§ **What is needed**
Reproduce the lines below character for character, omitting the pictures from your copy.

§ **Data for this task**
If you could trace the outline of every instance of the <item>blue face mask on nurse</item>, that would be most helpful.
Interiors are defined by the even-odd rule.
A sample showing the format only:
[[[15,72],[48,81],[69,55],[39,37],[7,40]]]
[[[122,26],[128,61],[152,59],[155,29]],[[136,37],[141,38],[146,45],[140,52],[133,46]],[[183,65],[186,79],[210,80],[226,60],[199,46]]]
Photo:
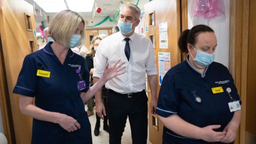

§ **Finished exercise**
If you could trace the outline of every instance of the <item>blue face mask on nurse</item>, that would be most helpful.
Interiors are defined by the even-odd rule.
A sample showing the format only:
[[[15,72],[48,81],[69,55],[39,37],[7,40]]]
[[[122,26],[128,61],[152,59],[155,29]],[[136,37],[141,38],[146,45],[140,52],[133,46]],[[183,65],[186,79],[210,80],[226,60],[199,46]]]
Photo:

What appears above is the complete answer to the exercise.